• **PROBLEM 1**: Please explain, in one to three sentences, why Farkas calls Lifetime's arrival "a good situation for everybody" in the article on Long Island projects below.
• **PROBLEM 2**: In the article on Long Island projects below, which company constructed the LaQuinta Inn & Suites hotel?

• **EXERCISE TEXT**:
^^^^^^^^

Farkas said proximity to the Meadowbrook Parkway and Stewart Avenue are selling points, while his ability to negotiate tax benefits with the Town of Hempstead Industrial Development Agency didn't hurt.
"It's a good situation for everybody," he said of Lifetime's arrival. "Nassau County and the Town of Hempstead kept an important tenant. The building lived up to its potential. "
The center, whose tenants also include Home Medical Equipment and Angion Biomedica, is "filling a void in a sector that doesn't have much competition," Farkas added.
The Hampton Inn
Size: 143 rooms
Cost: Not disclosed
Developer: OTO Development
Architect: STV Inc.
This 143-room hotel property, owned by Spartanburg, S.C.-based OTO Development, opened in October 2006, part of a wave of limited-service hotels washing over Long Island.
But many of these limited-service properties opened in Suffolk. This is in Nassau.
OTO was launched in 2004 by veteran hoteliers Wayne Huizenga and George D. Johnson Jr., founder and former CEO of Extended Stay America. The firm's goal is to "build premier select-service and extended-stay hotels in certain high-barrier to entry U.S. markets," such as Long Island. Among its well-known properties are Hampton Inn, Hampton Inn and Suites, Hilton Garden Inn, Homewood Suites, Residence Inn, Courtyard and Springhill Suites. OTO has already lined up 33 hotel license agreements for hotels worth more than $500 million.
Size: 132 rooms
Cost: $10 million
Developer: Applecare Hotels/La Quinta
Architect: Baldassano Architectural Group
LaQuinta Inn & Suites - a 132-room, four-story, limited-services hotel complete with meeting rooms, a spa, and exercise facilities - opened in 2006. Hauppauge-based Tritec Building Co. constructed the 70,000-square-foot hotel, while Baldassano Architectural Group served as architect.
The first LaQuinta Inn & Suites on Long Island, this also becomes the latest hotel to open near Long Island MacArthur Airport. Applecore Hotels developed the hotel, now owned and run by La Quinta itself.

^^^^^^^^

• **DATASET ENTRIES**:
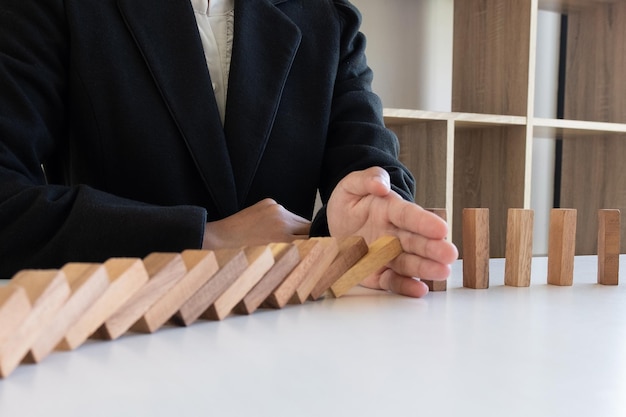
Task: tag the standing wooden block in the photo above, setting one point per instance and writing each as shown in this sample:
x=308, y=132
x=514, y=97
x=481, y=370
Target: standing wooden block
x=328, y=253
x=164, y=271
x=609, y=233
x=380, y=253
x=561, y=247
x=14, y=310
x=476, y=248
x=260, y=260
x=201, y=265
x=126, y=277
x=286, y=258
x=351, y=249
x=231, y=263
x=309, y=250
x=88, y=281
x=47, y=291
x=438, y=285
x=519, y=247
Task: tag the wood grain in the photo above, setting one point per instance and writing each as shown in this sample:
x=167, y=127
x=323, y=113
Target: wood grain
x=201, y=265
x=561, y=246
x=164, y=271
x=47, y=291
x=519, y=247
x=260, y=260
x=609, y=236
x=380, y=253
x=476, y=248
x=232, y=263
x=286, y=258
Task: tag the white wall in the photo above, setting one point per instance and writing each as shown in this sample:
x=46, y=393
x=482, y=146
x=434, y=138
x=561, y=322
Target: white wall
x=410, y=51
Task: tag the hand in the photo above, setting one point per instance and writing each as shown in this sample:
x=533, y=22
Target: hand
x=263, y=223
x=363, y=204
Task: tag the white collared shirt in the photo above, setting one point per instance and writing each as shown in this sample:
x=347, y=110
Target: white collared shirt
x=215, y=19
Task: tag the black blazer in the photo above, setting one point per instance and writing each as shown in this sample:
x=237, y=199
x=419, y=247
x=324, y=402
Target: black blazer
x=110, y=138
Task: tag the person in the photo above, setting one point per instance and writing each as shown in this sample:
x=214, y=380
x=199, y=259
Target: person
x=133, y=126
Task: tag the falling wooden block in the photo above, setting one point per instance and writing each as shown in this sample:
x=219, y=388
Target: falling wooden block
x=351, y=249
x=14, y=310
x=438, y=285
x=609, y=229
x=201, y=265
x=309, y=251
x=164, y=271
x=88, y=281
x=476, y=248
x=380, y=253
x=231, y=263
x=561, y=247
x=126, y=276
x=519, y=247
x=47, y=291
x=329, y=248
x=286, y=258
x=260, y=260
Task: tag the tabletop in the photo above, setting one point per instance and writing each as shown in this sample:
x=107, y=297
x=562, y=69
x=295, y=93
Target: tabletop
x=503, y=351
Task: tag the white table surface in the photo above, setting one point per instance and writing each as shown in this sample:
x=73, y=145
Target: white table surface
x=537, y=351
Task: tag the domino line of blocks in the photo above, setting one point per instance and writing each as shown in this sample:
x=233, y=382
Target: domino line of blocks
x=46, y=310
x=518, y=251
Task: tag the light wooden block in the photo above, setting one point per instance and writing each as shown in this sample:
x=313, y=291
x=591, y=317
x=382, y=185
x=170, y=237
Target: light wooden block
x=260, y=260
x=286, y=258
x=519, y=247
x=88, y=282
x=561, y=247
x=438, y=285
x=380, y=253
x=476, y=248
x=14, y=310
x=351, y=249
x=609, y=235
x=309, y=250
x=328, y=253
x=201, y=265
x=126, y=277
x=47, y=291
x=164, y=271
x=231, y=263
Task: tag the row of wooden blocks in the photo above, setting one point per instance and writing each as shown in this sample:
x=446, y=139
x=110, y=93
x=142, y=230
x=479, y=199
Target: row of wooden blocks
x=518, y=252
x=46, y=310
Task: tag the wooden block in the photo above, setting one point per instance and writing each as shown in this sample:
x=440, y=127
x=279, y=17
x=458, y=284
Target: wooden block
x=201, y=265
x=519, y=247
x=260, y=260
x=439, y=285
x=14, y=310
x=231, y=263
x=286, y=258
x=47, y=291
x=380, y=253
x=476, y=248
x=309, y=250
x=351, y=249
x=88, y=281
x=126, y=276
x=164, y=271
x=328, y=253
x=609, y=233
x=561, y=247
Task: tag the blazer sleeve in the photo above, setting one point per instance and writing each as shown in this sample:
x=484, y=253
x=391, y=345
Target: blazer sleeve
x=45, y=225
x=357, y=137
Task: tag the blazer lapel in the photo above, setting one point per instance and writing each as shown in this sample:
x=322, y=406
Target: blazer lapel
x=264, y=48
x=167, y=35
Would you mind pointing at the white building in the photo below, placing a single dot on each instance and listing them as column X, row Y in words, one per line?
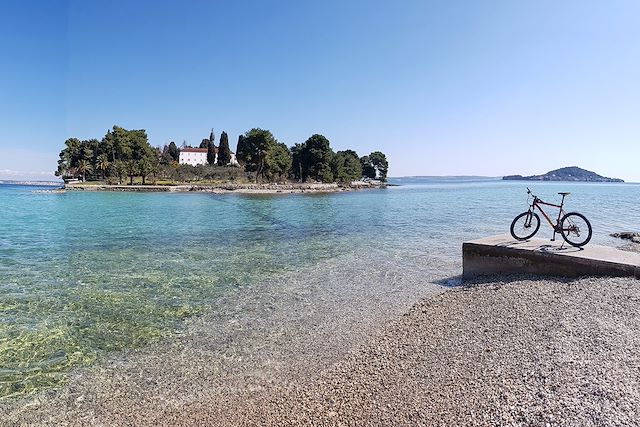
column 193, row 156
column 198, row 156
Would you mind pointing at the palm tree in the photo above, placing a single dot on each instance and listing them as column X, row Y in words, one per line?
column 83, row 168
column 144, row 168
column 121, row 170
column 155, row 170
column 103, row 164
column 132, row 169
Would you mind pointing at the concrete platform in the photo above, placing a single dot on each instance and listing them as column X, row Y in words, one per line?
column 504, row 255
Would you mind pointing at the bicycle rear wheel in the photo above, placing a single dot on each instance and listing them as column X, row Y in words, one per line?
column 575, row 229
column 525, row 225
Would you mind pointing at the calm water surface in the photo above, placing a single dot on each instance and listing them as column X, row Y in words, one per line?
column 83, row 274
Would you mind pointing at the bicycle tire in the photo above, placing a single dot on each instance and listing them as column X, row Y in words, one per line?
column 566, row 230
column 534, row 223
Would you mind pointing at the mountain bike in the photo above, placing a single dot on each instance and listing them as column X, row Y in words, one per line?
column 574, row 227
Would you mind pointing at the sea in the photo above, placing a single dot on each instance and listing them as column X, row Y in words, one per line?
column 86, row 275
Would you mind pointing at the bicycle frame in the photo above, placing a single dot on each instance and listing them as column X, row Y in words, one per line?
column 537, row 204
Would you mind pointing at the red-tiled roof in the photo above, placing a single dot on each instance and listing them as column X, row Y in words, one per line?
column 193, row 150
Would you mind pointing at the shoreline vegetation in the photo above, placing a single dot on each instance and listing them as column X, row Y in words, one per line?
column 125, row 158
column 226, row 188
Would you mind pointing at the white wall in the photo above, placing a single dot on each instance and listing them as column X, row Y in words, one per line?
column 193, row 159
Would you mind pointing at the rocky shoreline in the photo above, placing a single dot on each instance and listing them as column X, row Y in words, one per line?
column 227, row 188
column 505, row 351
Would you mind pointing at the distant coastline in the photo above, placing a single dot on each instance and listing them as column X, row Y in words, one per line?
column 226, row 188
column 571, row 173
column 32, row 183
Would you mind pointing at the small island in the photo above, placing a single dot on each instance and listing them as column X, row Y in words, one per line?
column 572, row 173
column 123, row 160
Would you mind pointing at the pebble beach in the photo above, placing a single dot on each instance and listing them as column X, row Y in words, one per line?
column 504, row 351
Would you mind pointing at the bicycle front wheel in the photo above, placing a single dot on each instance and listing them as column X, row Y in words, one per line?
column 575, row 229
column 525, row 225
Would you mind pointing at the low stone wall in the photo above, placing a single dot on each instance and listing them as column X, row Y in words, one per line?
column 502, row 255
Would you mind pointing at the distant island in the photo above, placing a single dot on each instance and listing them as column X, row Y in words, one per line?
column 572, row 173
column 125, row 155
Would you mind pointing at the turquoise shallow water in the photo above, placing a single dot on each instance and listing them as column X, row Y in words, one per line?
column 84, row 274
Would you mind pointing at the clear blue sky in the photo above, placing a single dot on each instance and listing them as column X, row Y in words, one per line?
column 443, row 88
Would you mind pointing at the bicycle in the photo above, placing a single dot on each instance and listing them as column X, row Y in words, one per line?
column 574, row 227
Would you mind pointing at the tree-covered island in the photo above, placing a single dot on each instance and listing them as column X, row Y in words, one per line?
column 125, row 157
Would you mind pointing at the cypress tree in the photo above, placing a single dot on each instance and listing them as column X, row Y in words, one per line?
column 211, row 153
column 224, row 152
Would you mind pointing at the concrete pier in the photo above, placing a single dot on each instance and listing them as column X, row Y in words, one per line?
column 504, row 255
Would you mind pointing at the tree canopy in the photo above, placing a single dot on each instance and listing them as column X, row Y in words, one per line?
column 123, row 152
column 88, row 158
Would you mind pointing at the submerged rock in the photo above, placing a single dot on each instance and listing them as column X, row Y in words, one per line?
column 628, row 235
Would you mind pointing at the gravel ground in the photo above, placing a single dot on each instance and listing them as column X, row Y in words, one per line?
column 260, row 338
column 520, row 352
column 631, row 247
column 524, row 352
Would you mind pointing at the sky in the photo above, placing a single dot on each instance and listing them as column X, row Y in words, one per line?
column 486, row 88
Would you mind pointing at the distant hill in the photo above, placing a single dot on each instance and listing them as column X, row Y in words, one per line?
column 572, row 173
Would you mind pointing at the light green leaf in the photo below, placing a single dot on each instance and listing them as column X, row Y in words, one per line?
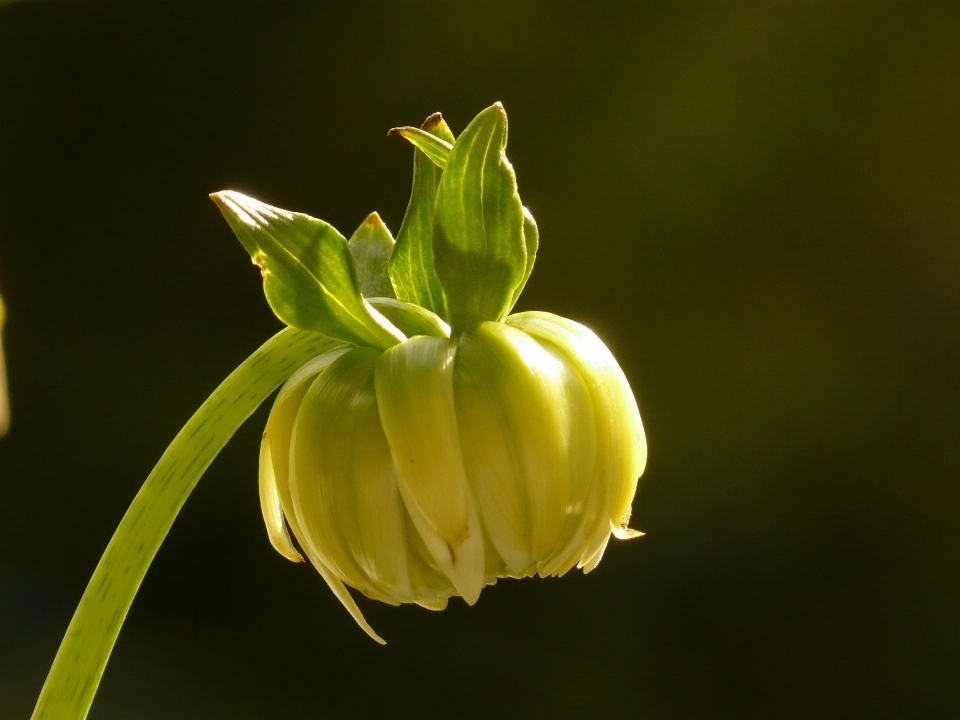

^^^^^^^^

• **EXERCISE RESPONSE 1**: Farkas says Nassau County and the Town of Hempstead kept an important tenant. He adds that the building lived up to its potential.

• **EXERCISE RESPONSE 2**: Hauppauge-based Tritec Building Co. constructed it.